* _BRIEF_
Every line from the one containing "Where can the teal" to the one containing "Where can the wooden deck" in the records below, both included, must be set down exactly, and no other line.

[Dataset entries]

=-=-=

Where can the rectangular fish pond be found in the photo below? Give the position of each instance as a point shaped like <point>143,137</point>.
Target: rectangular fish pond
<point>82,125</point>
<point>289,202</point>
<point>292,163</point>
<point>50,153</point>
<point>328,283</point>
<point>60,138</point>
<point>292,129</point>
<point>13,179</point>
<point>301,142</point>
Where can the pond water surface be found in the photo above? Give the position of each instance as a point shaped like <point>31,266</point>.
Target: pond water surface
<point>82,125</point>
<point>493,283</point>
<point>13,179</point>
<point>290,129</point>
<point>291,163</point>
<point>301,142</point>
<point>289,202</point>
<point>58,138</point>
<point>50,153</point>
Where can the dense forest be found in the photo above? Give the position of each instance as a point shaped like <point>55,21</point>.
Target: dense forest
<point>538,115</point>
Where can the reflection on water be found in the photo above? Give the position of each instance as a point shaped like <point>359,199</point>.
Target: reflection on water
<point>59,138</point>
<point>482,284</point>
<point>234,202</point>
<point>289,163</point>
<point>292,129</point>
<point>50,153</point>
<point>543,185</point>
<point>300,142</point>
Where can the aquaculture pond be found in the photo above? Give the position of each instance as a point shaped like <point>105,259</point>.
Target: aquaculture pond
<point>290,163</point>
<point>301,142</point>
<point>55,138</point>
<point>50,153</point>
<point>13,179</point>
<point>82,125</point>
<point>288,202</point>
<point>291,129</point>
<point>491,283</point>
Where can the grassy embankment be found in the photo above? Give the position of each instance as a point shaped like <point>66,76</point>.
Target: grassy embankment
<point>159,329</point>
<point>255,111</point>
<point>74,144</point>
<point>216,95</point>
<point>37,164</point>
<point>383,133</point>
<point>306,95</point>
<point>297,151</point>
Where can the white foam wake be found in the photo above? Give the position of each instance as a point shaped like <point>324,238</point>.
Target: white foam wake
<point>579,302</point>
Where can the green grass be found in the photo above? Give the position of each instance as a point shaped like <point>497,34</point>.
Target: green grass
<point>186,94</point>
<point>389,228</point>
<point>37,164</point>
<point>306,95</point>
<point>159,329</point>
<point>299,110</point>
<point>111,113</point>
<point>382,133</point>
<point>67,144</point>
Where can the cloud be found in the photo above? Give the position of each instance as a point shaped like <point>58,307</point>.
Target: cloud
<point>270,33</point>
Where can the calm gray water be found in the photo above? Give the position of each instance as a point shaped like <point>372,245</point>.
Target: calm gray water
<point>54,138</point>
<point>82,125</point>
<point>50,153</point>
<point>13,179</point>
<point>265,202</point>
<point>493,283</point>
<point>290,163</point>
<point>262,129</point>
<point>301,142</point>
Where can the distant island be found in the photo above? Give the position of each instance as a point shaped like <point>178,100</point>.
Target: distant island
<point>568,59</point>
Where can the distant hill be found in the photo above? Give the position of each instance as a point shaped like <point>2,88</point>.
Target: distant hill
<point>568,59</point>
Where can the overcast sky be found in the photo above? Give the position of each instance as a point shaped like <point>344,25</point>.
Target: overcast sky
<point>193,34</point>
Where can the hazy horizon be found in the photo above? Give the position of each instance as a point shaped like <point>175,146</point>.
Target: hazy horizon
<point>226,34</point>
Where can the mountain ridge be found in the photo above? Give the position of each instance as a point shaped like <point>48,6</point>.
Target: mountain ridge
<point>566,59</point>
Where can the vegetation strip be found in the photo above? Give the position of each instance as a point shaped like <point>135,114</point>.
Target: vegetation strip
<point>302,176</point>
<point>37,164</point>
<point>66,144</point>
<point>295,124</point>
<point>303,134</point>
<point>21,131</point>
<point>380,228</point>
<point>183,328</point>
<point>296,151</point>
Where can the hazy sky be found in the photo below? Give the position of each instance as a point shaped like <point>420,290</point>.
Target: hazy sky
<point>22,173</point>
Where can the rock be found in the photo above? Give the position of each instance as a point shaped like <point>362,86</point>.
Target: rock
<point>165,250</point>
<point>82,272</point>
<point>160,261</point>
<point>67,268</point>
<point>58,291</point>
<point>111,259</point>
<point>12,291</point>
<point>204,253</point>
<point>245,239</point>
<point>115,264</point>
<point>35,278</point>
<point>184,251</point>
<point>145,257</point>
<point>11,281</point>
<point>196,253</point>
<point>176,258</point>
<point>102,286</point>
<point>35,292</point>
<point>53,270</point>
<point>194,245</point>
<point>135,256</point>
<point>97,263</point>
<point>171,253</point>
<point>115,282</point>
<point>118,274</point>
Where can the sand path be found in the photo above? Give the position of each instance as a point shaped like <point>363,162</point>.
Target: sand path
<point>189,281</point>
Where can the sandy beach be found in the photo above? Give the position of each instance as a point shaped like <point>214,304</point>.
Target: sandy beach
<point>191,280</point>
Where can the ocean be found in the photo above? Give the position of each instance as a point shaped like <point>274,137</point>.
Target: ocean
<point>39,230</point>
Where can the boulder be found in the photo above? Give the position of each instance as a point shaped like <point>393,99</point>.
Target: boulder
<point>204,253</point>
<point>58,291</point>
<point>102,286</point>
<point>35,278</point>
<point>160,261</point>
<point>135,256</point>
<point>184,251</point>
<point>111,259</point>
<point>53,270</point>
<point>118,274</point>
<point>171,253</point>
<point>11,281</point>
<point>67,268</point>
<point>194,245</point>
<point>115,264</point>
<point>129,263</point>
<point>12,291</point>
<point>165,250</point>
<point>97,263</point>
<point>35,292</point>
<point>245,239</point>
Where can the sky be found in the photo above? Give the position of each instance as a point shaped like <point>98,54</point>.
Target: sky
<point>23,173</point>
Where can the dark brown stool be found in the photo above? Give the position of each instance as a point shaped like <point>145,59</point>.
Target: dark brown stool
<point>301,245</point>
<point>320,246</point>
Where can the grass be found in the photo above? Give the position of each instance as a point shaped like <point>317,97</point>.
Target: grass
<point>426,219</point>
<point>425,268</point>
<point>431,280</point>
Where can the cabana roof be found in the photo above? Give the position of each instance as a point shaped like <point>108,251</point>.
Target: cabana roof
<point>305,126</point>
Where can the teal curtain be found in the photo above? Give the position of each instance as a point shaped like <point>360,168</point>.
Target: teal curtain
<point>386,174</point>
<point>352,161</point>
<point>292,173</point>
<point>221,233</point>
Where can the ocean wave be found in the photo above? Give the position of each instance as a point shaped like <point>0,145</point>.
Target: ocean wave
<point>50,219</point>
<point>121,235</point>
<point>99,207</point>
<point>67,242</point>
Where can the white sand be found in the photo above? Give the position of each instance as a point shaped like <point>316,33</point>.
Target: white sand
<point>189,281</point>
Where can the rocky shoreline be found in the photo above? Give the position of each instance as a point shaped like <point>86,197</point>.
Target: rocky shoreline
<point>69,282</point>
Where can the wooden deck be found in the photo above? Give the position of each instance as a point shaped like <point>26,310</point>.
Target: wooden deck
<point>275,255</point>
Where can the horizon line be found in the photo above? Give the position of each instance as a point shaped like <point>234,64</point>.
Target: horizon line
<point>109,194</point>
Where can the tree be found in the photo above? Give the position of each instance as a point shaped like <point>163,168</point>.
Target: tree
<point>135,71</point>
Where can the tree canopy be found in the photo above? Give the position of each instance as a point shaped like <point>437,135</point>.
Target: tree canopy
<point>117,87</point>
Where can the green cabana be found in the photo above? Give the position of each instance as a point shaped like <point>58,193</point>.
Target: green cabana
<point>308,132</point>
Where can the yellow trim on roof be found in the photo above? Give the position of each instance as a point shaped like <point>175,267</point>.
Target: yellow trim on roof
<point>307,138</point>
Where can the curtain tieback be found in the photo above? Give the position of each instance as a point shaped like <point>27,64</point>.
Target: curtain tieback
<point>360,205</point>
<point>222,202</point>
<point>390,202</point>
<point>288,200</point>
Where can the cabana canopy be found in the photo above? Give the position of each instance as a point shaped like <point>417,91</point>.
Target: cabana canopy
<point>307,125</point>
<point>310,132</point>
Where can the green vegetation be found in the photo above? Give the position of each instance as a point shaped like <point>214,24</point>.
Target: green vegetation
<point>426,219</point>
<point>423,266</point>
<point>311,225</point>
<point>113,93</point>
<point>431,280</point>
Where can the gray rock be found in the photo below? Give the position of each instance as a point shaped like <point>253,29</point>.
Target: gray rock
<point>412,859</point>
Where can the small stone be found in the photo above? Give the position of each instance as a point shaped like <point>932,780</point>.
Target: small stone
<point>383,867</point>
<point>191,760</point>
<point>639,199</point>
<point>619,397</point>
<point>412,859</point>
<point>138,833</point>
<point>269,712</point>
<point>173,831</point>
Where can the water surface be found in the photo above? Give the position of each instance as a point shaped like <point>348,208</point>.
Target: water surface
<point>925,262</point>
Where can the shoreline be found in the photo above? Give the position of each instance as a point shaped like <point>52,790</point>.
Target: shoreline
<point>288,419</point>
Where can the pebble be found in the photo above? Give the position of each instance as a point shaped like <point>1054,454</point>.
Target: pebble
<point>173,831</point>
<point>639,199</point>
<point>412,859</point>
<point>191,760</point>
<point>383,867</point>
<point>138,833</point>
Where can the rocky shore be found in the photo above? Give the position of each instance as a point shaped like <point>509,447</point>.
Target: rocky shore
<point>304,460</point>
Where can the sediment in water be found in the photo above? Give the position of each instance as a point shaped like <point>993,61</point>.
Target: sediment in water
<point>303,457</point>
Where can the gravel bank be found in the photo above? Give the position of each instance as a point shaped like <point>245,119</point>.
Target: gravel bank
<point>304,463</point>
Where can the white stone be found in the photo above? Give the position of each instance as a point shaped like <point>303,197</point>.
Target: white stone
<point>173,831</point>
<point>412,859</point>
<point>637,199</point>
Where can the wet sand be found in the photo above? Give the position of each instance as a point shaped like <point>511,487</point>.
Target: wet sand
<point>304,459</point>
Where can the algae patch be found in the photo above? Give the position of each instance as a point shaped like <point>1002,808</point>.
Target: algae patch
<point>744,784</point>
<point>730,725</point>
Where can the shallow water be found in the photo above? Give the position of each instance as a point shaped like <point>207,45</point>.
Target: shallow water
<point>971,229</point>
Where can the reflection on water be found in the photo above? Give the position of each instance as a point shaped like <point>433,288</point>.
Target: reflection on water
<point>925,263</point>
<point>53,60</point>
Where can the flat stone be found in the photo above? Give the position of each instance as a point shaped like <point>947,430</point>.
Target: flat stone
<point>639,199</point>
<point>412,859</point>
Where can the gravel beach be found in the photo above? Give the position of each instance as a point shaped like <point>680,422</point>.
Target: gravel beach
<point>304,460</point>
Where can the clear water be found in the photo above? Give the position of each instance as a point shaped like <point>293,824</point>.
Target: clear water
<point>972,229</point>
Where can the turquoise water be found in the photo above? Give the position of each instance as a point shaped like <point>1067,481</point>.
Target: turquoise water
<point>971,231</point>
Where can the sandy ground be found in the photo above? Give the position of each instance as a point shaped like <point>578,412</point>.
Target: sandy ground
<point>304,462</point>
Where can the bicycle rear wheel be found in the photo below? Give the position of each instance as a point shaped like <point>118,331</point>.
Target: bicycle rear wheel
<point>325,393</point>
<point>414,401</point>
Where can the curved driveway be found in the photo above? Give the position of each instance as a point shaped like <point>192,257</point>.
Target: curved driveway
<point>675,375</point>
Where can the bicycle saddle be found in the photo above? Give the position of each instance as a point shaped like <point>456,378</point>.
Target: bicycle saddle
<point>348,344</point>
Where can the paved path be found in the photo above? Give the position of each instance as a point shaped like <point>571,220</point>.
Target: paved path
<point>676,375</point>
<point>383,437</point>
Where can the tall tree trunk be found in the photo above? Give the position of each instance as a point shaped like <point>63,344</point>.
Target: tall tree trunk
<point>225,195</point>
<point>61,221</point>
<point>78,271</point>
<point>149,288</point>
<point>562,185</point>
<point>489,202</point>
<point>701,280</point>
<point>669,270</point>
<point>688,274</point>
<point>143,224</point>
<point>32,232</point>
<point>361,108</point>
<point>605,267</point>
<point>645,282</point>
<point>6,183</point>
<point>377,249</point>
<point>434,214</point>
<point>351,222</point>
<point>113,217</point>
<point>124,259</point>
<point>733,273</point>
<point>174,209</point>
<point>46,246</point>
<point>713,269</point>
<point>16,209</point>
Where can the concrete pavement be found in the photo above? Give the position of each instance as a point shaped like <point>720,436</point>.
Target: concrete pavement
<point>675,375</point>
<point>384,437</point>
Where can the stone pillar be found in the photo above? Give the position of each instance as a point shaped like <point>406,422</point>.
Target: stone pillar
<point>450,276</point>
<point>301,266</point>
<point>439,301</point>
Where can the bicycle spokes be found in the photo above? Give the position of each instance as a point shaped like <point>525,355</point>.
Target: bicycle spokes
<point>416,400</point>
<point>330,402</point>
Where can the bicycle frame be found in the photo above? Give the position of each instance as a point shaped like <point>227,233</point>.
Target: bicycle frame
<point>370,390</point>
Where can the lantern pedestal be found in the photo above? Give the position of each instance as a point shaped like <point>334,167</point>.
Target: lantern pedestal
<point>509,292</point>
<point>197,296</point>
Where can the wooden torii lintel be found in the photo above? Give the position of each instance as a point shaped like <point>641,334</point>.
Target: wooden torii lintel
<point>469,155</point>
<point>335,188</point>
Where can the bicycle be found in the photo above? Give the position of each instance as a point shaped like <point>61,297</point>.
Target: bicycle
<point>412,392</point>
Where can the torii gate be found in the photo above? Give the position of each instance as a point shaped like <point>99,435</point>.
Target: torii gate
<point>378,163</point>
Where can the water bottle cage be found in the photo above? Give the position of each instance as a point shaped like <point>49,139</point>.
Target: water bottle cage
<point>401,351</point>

=-=-=

* _RESULT OF THE TASK_
Where can the teal curtain be found in the photo above? Give the position of each instance as a point shaped like <point>360,168</point>.
Target: teal curtain
<point>386,174</point>
<point>352,161</point>
<point>292,173</point>
<point>221,233</point>
Where can the ocean wave be found in the photo above? Give the position of each instance as a point shaped like <point>0,145</point>.
Target: ocean wave
<point>50,219</point>
<point>121,235</point>
<point>99,207</point>
<point>67,242</point>
Where can the white sand be found in the photo above? Give the position of each instance as a point shaped like <point>316,33</point>.
Target: white sand
<point>189,281</point>
Where can the rocky shoreline be found in the photo above? Give the position of each instance as a point shaped like <point>86,197</point>.
Target: rocky shoreline
<point>69,282</point>
Where can the wooden deck be found in the photo above? Give the position of each instance as a point shaped like <point>26,310</point>.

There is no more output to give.